INFORMATION PROVIDED =
((
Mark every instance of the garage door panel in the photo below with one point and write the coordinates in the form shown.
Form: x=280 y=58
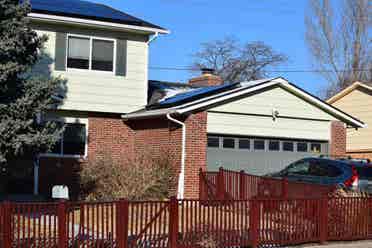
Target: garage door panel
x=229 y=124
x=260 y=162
))
((
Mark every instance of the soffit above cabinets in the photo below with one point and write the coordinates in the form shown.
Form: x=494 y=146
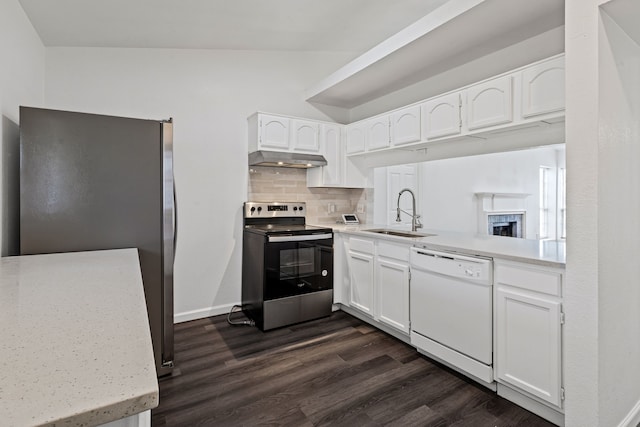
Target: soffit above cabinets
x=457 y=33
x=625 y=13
))
AIM OF THE EXERCISE = Please copy the records starting at the line that has "Mark every instance of the garage" and ending after the line that has "x=260 y=162", substituting "garage door section" for "garage door panel" and changing nothing else. Leave the pictures out.

FINISHED ANSWER =
Mark every instance of the garage door section in the photo below with one point and write the coordinates in the form shown.
Form: x=280 y=58
Target: garage door section
x=229 y=124
x=260 y=162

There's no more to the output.